» EXCERPTED DATA:
>>>
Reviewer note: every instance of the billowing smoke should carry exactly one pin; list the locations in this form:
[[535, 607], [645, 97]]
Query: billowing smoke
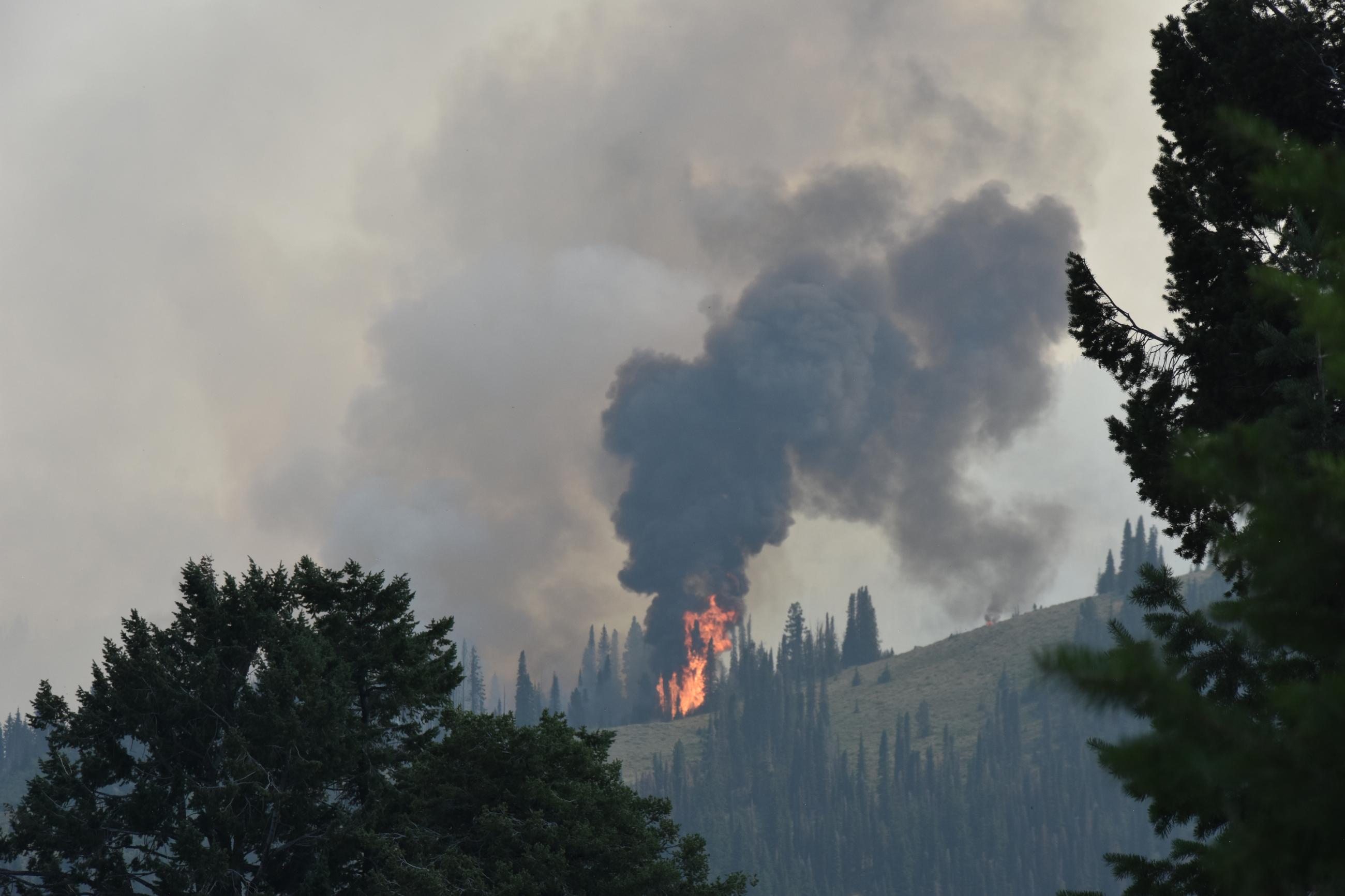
[[860, 390]]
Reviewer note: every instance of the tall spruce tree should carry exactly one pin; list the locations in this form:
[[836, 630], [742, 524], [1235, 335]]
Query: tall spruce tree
[[525, 695], [861, 630], [1129, 562], [1234, 434], [297, 734], [475, 684]]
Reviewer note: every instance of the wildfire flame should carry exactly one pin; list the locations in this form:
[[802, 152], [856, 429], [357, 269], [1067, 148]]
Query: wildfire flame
[[705, 630]]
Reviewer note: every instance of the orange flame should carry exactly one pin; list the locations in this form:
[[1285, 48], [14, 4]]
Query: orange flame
[[685, 691]]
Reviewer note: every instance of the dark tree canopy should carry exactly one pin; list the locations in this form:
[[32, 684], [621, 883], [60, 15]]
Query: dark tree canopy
[[296, 734], [861, 643], [1277, 62], [1235, 433]]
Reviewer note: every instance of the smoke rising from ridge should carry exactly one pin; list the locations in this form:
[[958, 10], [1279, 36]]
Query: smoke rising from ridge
[[857, 390]]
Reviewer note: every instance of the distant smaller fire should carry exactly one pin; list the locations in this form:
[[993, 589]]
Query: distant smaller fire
[[705, 632]]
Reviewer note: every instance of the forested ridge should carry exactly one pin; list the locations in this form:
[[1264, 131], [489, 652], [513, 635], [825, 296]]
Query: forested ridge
[[1020, 809]]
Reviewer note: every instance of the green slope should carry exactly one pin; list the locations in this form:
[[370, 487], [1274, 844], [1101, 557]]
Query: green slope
[[957, 676]]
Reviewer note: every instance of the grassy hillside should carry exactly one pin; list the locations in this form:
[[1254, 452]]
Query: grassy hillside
[[955, 675]]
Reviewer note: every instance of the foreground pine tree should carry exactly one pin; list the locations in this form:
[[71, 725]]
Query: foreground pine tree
[[1235, 433], [296, 734]]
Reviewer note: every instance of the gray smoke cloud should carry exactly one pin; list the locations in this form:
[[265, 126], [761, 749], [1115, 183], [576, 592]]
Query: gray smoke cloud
[[287, 279], [857, 390]]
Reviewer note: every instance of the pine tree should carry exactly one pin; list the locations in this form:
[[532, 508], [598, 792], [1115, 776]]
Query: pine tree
[[1235, 436], [588, 670], [861, 630], [852, 636], [869, 645], [1129, 560], [476, 684], [525, 710]]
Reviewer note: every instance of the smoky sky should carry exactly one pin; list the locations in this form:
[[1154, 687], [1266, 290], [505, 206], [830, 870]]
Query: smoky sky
[[351, 281], [861, 391]]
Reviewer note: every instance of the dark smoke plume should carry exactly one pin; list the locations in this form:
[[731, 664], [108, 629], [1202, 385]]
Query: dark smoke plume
[[859, 391]]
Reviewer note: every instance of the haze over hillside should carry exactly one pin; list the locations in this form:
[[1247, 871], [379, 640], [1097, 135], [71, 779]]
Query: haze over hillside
[[957, 676]]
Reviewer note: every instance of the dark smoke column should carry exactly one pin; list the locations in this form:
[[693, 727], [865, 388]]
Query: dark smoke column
[[861, 391]]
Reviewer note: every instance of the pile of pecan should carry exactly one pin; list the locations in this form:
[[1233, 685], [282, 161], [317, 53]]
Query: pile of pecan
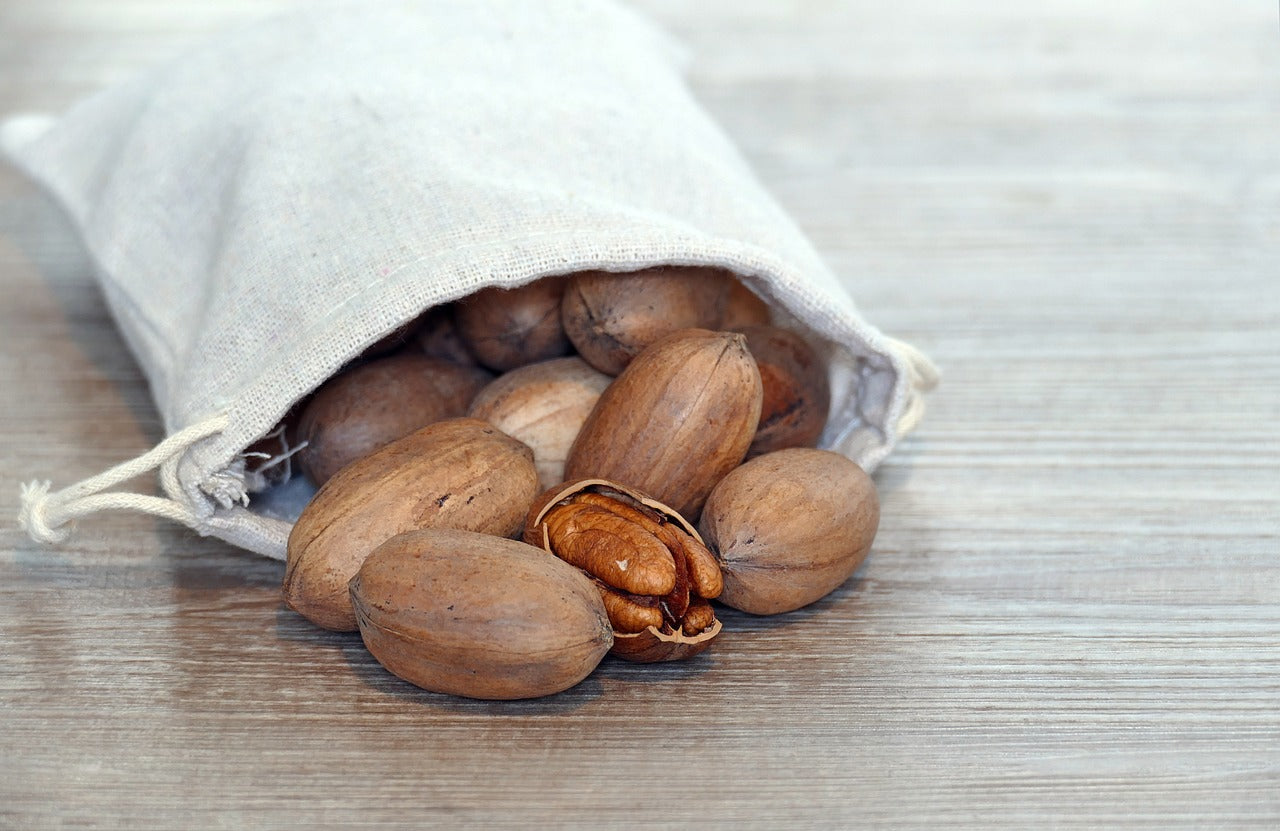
[[648, 435]]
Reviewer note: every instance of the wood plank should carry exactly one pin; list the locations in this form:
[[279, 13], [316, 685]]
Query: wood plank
[[1072, 615]]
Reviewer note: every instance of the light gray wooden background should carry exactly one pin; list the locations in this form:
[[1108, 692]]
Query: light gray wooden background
[[1072, 615]]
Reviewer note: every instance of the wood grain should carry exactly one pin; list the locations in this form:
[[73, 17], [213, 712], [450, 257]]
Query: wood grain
[[1070, 617]]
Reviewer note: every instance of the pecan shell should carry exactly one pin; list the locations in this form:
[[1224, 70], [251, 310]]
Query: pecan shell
[[652, 569]]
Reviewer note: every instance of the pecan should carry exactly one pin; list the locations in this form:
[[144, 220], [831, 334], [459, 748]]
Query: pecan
[[650, 566]]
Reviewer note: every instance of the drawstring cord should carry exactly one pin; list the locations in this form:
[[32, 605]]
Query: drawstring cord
[[922, 377], [45, 516]]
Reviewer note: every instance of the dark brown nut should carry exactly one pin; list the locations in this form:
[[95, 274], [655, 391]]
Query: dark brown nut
[[460, 473], [743, 307], [508, 328], [437, 336], [789, 528], [480, 616], [679, 418], [648, 562], [373, 403], [796, 389], [611, 318], [544, 406]]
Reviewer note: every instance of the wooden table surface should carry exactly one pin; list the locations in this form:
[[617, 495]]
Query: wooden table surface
[[1072, 613]]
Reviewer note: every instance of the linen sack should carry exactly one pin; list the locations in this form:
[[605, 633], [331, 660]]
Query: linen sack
[[265, 206]]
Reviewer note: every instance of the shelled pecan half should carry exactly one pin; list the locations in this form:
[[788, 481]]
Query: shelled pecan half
[[650, 566]]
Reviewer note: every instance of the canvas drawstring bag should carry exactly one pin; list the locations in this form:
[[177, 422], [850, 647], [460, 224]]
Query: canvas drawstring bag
[[265, 206]]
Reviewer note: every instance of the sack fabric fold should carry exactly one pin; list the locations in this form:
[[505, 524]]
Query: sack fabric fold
[[264, 206]]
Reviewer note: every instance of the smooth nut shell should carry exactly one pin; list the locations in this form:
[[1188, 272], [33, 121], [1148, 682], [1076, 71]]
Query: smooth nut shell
[[504, 328], [796, 389], [373, 403], [789, 528], [544, 406], [611, 318], [675, 421], [480, 616], [460, 473]]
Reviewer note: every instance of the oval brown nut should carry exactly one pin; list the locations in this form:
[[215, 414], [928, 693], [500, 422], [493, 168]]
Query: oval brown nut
[[611, 318], [649, 565], [679, 418], [544, 406], [504, 328], [480, 616], [796, 389], [373, 403], [789, 528], [460, 473]]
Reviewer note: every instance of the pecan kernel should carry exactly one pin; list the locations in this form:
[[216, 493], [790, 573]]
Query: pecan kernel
[[650, 571]]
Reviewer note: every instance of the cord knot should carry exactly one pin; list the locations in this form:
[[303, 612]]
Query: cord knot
[[33, 514]]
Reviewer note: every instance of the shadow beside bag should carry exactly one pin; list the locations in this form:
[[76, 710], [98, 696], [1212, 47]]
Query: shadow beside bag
[[268, 205]]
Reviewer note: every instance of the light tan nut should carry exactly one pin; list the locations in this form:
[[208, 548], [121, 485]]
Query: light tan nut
[[460, 473], [479, 616], [789, 528], [675, 421]]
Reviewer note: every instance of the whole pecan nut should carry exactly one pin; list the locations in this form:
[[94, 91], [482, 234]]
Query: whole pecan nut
[[650, 566]]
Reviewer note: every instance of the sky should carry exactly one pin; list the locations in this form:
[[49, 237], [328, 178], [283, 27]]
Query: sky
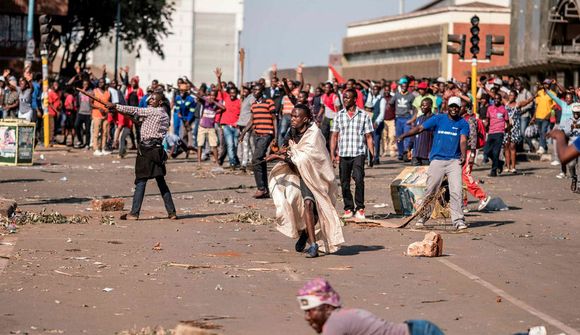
[[290, 32]]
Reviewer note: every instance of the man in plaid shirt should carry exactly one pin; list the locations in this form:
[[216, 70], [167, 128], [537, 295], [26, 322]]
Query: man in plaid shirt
[[153, 123], [352, 131]]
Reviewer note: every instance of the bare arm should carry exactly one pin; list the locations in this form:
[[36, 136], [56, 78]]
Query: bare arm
[[370, 143], [566, 153], [300, 77]]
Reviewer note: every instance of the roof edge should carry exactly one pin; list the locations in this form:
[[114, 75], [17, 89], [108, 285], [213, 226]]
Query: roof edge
[[506, 10]]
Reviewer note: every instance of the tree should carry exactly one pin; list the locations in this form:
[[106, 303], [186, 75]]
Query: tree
[[91, 21]]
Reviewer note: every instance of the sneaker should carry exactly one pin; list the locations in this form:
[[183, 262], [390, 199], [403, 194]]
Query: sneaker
[[347, 214], [312, 252], [129, 216], [420, 223], [483, 203], [301, 243]]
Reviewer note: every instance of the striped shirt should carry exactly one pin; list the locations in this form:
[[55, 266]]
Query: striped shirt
[[154, 120], [352, 131], [263, 116], [422, 142], [287, 105]]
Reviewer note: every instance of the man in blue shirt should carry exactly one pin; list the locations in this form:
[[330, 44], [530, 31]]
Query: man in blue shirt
[[183, 114], [447, 156]]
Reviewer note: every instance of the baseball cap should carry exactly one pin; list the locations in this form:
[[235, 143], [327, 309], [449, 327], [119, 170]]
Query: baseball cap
[[454, 101]]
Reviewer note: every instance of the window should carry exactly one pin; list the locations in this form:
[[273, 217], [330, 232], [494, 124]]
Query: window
[[13, 31]]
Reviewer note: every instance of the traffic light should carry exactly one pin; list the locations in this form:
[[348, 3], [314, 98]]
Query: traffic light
[[458, 45], [474, 36], [45, 22], [490, 41]]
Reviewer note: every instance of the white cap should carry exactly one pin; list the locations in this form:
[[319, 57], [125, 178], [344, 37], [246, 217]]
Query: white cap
[[454, 101]]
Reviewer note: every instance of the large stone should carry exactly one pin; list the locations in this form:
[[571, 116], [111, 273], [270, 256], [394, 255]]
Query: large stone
[[7, 207], [431, 246], [108, 205]]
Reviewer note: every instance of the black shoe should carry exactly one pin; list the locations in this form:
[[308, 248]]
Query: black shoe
[[312, 252], [301, 243]]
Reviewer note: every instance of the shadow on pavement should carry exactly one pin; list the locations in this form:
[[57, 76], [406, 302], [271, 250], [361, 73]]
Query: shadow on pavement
[[351, 250], [477, 224], [22, 180], [187, 216]]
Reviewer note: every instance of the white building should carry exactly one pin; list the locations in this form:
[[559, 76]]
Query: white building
[[205, 34]]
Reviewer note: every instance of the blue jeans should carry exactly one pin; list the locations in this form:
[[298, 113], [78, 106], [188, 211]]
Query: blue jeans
[[544, 127], [524, 123], [423, 327], [402, 127], [140, 194], [377, 141], [283, 128], [176, 124], [231, 138]]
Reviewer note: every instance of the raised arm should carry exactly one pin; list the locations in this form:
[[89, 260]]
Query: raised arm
[[300, 77]]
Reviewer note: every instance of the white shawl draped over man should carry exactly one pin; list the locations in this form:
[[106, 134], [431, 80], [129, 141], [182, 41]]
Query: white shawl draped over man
[[303, 189]]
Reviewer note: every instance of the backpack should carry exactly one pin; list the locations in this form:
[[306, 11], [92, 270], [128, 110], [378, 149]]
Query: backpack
[[481, 134]]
<<<
» WHAT IS EXPECTED: Output exactly the lines from the one containing "Reviewer note: every instance of the raised" through the last line of the entries, both ends included.

» EXPECTED ANSWER:
Reviewer note: every instance of the raised arm should carry exactly one pin; list the locations in this form:
[[89, 260]]
Query: raised arm
[[300, 77]]
Reviewer note: every instance of the white shawl draped over man should carry exactly one pin; list the locations in this form:
[[106, 134], [431, 80], [129, 141], [182, 41]]
Query: white shawl draped over man
[[303, 189]]
Reviewer note: every instance of the backpack should carry exactly one pin; list the locations in this form:
[[306, 11], [92, 270], [128, 110], [378, 149]]
Query: backpack
[[481, 134]]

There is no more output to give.